→ **Directions for this task**
Give the records once more, exactly as they stand.

The input START

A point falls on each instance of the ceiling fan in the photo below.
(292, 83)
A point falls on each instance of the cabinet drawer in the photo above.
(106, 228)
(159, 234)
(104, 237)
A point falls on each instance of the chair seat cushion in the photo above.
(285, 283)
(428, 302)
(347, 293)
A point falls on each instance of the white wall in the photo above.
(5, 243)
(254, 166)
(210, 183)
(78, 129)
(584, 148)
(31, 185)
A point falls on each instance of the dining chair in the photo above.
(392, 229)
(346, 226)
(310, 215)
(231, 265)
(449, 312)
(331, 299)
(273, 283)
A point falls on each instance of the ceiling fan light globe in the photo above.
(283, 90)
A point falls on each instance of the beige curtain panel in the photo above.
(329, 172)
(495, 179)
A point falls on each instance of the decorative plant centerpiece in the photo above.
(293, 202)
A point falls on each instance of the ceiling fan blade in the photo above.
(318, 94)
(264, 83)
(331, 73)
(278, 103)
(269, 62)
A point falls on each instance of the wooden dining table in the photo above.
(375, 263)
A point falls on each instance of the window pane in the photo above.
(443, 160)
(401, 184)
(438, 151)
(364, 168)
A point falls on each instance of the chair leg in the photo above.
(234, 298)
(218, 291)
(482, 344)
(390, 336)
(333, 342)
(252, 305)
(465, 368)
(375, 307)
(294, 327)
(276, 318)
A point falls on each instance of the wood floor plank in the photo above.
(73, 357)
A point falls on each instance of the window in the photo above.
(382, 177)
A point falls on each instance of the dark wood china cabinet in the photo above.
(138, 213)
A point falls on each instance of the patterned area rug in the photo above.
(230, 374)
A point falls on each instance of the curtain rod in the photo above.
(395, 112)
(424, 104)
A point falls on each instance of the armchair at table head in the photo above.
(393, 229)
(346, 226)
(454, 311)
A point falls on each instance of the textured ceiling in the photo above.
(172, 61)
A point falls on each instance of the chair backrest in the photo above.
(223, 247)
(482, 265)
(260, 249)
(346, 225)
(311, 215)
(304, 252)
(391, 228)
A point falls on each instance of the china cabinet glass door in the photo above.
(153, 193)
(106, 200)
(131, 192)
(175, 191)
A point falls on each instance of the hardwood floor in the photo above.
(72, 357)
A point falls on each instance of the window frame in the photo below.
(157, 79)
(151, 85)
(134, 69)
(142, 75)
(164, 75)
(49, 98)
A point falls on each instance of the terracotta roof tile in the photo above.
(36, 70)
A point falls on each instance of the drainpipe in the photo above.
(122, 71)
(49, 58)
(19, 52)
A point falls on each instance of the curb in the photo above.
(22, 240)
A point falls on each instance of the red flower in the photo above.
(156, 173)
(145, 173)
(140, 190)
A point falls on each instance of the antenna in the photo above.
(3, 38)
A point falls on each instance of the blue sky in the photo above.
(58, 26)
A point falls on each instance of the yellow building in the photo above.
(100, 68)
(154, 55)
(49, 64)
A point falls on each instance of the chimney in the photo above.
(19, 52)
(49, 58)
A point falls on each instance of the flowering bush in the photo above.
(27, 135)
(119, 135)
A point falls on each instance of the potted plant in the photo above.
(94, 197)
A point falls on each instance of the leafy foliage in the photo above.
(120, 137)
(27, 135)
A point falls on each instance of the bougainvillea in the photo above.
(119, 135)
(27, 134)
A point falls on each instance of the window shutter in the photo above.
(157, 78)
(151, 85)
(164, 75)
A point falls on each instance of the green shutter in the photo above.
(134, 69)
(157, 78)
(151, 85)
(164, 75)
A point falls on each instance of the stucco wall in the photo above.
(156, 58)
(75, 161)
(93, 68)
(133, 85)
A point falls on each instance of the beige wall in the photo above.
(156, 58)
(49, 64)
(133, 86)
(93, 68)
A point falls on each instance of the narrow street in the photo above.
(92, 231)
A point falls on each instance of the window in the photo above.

The input END

→ **Output of the exercise**
A point falls on each instance of the ceiling fan in the photo below.
(292, 83)
A point falls on each instance of the cabinet drawer in the photo above.
(106, 228)
(159, 234)
(104, 237)
A point falls on each instance of the chair seat cushion in the photo above.
(285, 283)
(428, 302)
(347, 293)
A point falls on each instance of the white wall in the photo above.
(5, 243)
(254, 166)
(210, 183)
(78, 129)
(584, 148)
(31, 185)
A point falls on each instance of the dining chair in the photo above.
(392, 229)
(346, 226)
(310, 215)
(231, 265)
(449, 312)
(331, 299)
(273, 283)
A point falls on each instance of the ceiling fan light globe in the photo above.
(283, 90)
A point falls on each instance of the beige curtain panel in the photo above.
(329, 172)
(495, 179)
A point falls on each instance of the decorative plant centerpiece in the photo above.
(293, 202)
A point falls on each instance of the ceiling fan blade in the photo above.
(318, 94)
(264, 83)
(331, 73)
(278, 103)
(269, 62)
A point falls on each instance of the wooden dining table in the photo above.
(375, 263)
A point falls on each instance of the window pane in the photo above.
(443, 160)
(401, 184)
(438, 151)
(364, 168)
A point falls on each instance of the chair leg in the photo above.
(234, 298)
(218, 291)
(482, 344)
(390, 336)
(333, 342)
(252, 305)
(465, 368)
(375, 307)
(294, 327)
(276, 318)
A point falls on each instance of the wood floor plank in the photo above.
(73, 357)
A point falls on each instance of the window in the photo above.
(382, 177)
A point falls on each instance of the dark wood china cabinet in the photo above.
(138, 213)
A point falls on each instance of the patterned area rug in the photo above.
(230, 374)
A point falls on each instance of the curtain rod in the photo above.
(395, 112)
(424, 104)
A point falls on each instance of the armchair at table head in the photo above.
(393, 229)
(346, 226)
(454, 311)
A point falls on each instance of the textured ceiling in the photo above.
(172, 61)
A point falls on each instance of the chair backrest in the photo above.
(223, 247)
(482, 265)
(260, 249)
(346, 225)
(311, 215)
(304, 252)
(391, 228)
A point falls on each instance of the china cabinet glass door in the photo above.
(153, 193)
(106, 200)
(131, 192)
(175, 191)
A point falls on each instance of the hardwood floor in the photo above.
(72, 357)
A point falls on each instance of the window frame in the photo below.
(157, 79)
(151, 85)
(134, 69)
(142, 75)
(164, 75)
(49, 98)
A point falls on each instance of the terracotta roof tile in the photo above.
(36, 70)
A point falls on each instance of the drainpipe in the photo above.
(122, 71)
(49, 58)
(19, 52)
A point falls on each instance of the curb in the photo above.
(22, 240)
A point falls on each instance of the red flower in the photo above.
(156, 173)
(145, 173)
(140, 190)
A point falls on each instance of the antenna in the photo above.
(3, 38)
A point falls on each instance of the blue sky in the photo above.
(58, 26)
A point falls on each instance of the yellow building in the photo above.
(100, 68)
(154, 55)
(49, 64)
A point falls on each instance of the chimney in the photo above.
(19, 52)
(49, 58)
A point falls on each instance of the flowering bush in the photo above.
(27, 135)
(119, 135)
A point falls on each instance of the potted plant in the photo above.
(94, 197)
A point falls on each instance of the leafy foliage in the photo above.
(120, 137)
(27, 135)
A point falls on each instance of the bougainvillea in the photo above.
(119, 135)
(27, 134)
A point falls on each instance of the window shutter in the photo above.
(157, 78)
(151, 85)
(164, 75)
A point falls on each instance of the green shutter in the photo above.
(134, 69)
(157, 78)
(151, 85)
(164, 75)
A point falls on each instance of the stucco wall in the photo above.
(156, 58)
(75, 161)
(93, 68)
(133, 85)
A point falls on each instance of the beige wall in the photo above.
(156, 58)
(49, 64)
(133, 86)
(93, 68)
A point falls on each instance of the narrow street in the photo above.
(92, 231)
A point falls on each instance of the window in the photo above.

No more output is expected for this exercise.